═════ THE RECORDS

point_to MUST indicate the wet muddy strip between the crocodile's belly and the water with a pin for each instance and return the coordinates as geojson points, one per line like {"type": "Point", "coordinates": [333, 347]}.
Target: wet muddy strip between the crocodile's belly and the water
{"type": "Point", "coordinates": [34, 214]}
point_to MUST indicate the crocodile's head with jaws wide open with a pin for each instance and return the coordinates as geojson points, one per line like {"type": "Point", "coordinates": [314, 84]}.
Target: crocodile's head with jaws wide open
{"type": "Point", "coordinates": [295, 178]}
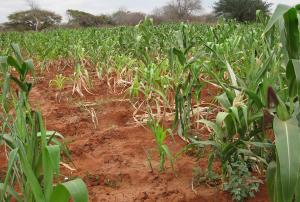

══════════

**WORK ORDER**
Output nothing but an exact retyping of the material, pictures excluded.

**RESPONSE**
point_to MUST indicate the wet muddy strip between the crocodile's belly and the water with a pin for each instance and return the coordinates as geojson points, one per line like {"type": "Point", "coordinates": [333, 347]}.
Target: wet muddy strip between the crocodile's belly and the water
{"type": "Point", "coordinates": [34, 214]}
point_to MUST indicate the crocodile's head with jaws wide open with a pin for each instance and return the coordinates as geojson points, one per line like {"type": "Point", "coordinates": [314, 84]}.
Target: crocodile's head with jaws wide open
{"type": "Point", "coordinates": [295, 178]}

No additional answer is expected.